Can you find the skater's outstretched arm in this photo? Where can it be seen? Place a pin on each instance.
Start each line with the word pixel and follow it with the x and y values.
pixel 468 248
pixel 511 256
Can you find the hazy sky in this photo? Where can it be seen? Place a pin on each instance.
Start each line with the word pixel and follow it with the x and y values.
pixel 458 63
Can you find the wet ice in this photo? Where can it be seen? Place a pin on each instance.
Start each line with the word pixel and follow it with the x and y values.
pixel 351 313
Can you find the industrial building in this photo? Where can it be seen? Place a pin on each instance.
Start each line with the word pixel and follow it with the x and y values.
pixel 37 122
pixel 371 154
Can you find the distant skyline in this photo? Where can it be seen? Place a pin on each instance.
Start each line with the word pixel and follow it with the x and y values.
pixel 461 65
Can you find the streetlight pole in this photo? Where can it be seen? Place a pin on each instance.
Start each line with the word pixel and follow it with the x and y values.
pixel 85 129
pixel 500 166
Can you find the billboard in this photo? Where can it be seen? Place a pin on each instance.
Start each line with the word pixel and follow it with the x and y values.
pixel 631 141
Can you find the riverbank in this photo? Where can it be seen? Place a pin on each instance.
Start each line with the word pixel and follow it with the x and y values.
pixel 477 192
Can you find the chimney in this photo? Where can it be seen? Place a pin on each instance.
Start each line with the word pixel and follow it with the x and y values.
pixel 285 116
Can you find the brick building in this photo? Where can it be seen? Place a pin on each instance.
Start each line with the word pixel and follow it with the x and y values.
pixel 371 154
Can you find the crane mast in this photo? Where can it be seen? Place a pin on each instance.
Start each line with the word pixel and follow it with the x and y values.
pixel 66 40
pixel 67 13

* * *

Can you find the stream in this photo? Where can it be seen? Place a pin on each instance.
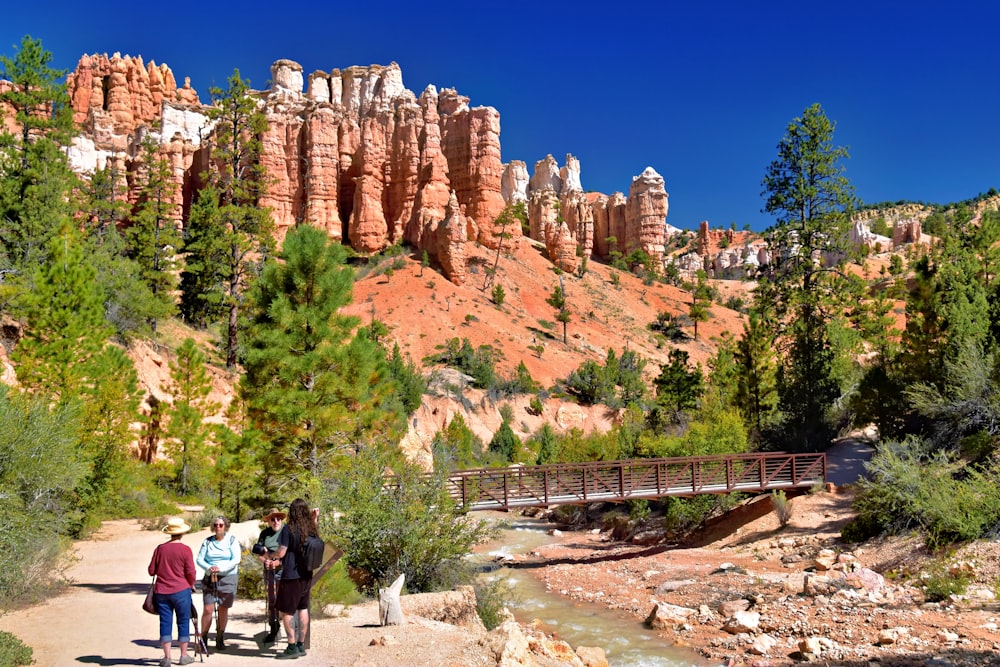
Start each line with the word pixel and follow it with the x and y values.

---

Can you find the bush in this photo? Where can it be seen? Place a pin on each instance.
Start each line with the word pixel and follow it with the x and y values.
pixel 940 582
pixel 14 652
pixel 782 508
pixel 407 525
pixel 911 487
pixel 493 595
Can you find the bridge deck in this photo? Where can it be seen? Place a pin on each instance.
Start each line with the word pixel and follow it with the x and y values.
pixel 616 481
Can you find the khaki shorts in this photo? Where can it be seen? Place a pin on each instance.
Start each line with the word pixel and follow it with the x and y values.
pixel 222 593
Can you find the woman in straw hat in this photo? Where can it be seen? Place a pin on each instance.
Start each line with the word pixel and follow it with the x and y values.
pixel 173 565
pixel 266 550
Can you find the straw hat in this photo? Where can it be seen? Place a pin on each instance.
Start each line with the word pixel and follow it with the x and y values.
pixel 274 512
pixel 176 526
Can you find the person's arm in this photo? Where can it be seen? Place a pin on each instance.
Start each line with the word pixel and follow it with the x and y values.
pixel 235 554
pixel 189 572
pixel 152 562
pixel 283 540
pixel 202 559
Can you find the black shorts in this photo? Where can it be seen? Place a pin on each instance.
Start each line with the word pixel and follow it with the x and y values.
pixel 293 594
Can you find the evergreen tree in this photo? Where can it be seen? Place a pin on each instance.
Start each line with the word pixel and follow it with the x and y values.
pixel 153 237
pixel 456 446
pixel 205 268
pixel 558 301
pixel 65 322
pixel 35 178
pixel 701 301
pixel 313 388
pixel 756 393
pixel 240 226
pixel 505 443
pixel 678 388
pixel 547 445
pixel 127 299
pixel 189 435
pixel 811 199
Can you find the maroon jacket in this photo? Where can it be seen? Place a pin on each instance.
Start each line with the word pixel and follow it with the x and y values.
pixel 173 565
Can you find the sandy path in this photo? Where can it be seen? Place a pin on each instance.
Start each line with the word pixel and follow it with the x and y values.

What is being asked: Scan the data above for the word "building" and report every line where it is found.

Exercise response:
Can you find the industrial building in this photo? Where can it be seen? Place a pin on each instance.
Can you find the brick building in this photo? Where can it be seen? Place a pin on each instance.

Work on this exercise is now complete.